■ Set exercise ■
Please write out every one of the records below line for line, keeping each line unchanged.

Excerpts from a pointing dataset
....
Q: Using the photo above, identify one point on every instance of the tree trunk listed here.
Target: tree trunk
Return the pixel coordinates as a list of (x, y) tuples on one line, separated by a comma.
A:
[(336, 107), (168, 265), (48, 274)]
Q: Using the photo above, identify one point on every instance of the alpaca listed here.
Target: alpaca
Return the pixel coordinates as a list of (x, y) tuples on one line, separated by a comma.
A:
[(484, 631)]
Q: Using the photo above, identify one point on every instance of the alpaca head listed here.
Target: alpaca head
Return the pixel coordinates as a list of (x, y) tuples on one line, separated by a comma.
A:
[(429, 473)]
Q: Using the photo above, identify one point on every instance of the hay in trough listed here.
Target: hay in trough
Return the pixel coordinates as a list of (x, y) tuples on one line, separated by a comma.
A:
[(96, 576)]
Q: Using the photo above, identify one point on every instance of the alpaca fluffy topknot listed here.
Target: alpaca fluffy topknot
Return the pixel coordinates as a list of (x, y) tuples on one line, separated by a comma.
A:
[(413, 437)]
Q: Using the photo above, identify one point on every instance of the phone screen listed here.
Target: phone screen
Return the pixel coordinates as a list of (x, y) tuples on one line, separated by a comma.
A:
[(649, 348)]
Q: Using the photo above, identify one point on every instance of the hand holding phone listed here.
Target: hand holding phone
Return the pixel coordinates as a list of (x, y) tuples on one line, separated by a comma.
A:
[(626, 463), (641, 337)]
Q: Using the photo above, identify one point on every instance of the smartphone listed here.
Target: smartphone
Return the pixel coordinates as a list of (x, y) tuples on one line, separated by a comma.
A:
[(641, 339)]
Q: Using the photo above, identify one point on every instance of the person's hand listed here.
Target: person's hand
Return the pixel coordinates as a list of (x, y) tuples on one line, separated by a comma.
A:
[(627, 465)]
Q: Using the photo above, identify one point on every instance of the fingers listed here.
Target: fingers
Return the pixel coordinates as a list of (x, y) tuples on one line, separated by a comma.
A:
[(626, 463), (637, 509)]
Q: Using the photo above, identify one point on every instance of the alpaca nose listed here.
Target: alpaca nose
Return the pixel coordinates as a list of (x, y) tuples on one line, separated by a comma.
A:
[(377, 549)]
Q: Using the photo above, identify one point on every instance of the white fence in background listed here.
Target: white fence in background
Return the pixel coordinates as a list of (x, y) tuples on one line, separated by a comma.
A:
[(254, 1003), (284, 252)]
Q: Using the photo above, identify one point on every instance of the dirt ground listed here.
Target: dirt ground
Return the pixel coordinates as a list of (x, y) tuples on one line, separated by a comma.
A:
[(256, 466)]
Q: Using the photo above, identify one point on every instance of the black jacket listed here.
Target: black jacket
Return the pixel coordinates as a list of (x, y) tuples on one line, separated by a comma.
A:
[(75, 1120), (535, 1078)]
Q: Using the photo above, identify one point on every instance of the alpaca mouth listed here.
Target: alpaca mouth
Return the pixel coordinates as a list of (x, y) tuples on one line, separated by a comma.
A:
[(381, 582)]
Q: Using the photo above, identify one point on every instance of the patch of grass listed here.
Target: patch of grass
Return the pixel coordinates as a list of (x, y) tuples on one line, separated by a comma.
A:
....
■ Final result ■
Q: Using the photo above, identify one point on every instance of the tree trunk listed here.
Target: tree trunk
Return the pixel coordinates as a list of (x, y) tuples on one line, separated by a comma.
A:
[(336, 107), (168, 265), (48, 274)]
Q: Using the photo above, identify one point on every instance of the alpaca listed here.
Target: alpaca
Return the pixel coordinates as a list of (x, y) tuples on one line, separated by a comma.
A:
[(484, 631)]
Q: Using the photo above, identify one point on every instance of the alpaca head listed here.
Target: alpaca head
Return the pixel coordinates as a list of (x, y) tuples on one line, separated by a comma.
A:
[(429, 473)]
Q: Using the photo above, identify one point on every instance of the hay in trough listed here.
Target: hay in trough
Return the pixel coordinates as a list of (x, y) tuples on one line, separated by a comma.
A:
[(96, 576)]
Q: Using the photo above, identify one point on every instance of the alpaca fluffy topknot listed here.
Target: alpaca fluffy topknot
Return the pixel coordinates as a list of (x, y) tuples on one line, separated by a comma.
A:
[(413, 437)]
Q: Using the photo above, identify one point on every instance of the phone screen listed here.
Target: phone screen
Return the pixel coordinates as a list of (x, y) tuples on one line, separated by a comma.
A:
[(649, 348)]
Q: Using the photo above, identify one point on every instance of the hand holding phone listed here.
Target: hand holding phone
Return the pixel coordinates as a list of (x, y) tuples on one line, separated by a comma.
A:
[(626, 463), (641, 337)]
Q: Using the photo above, identify one point on every instance of the smartphone listed here.
Target: smartphone
Return the pixel coordinates as a list of (x, y) tuples on one line, separated by a comma.
A:
[(641, 339)]
Q: Using the photo above, identify one point on every instance of the person's hand listed here.
Target: person's hand
Return the pixel coordinates as a list of (x, y) tuples on one line, separated by a comma.
A:
[(627, 465)]
Q: Using the photo above, identify one point on every instance of the fingers listed here.
Target: fingers
Return the pixel coordinates as a list of (x, y) tuples on one line, separated by a comma.
A:
[(626, 463), (637, 509)]
Q: Using the photo above, identify one point on every instance of the alpaca nose listed here.
Target: alpaca nose
Return the pixel coordinates as a list of (x, y) tuples on one line, separated by a comma.
A:
[(377, 549)]
Q: Using the photo above, identify one point on every instance of the white fence in background listed here.
Target: white fence in background
Return the pixel coordinates as a list of (x, y) tuples on one line, separated by a comma.
A:
[(254, 1003), (284, 252)]
Q: Using the photo above, identify one point on every instance of the dirt ground listed here.
Target: dirt ground
Return the pixel coordinates as a list of (x, y) tuples on one line, separated by a comma.
A:
[(256, 466)]
Q: Using the photo above, identify one point on every instance of the black jacket listed here.
Target: black jacket
Return the pixel coordinates as a list of (x, y) tuples on one line, separated by a comma.
A:
[(75, 1120), (535, 1078)]
Q: Using the photo above, identify one point on every instance of the alpaca mouth listed here.
Target: alpaca mouth
Return the pixel coordinates as a list of (x, y) tuples on one line, separated by a comma.
A:
[(381, 582)]
Q: Using the photo above, identify one point on every instance of the patch of grass listed here.
Target: patch of grass
Return the pixel coordinates as a list of (x, y) tuples on one line, separated by a comma.
A:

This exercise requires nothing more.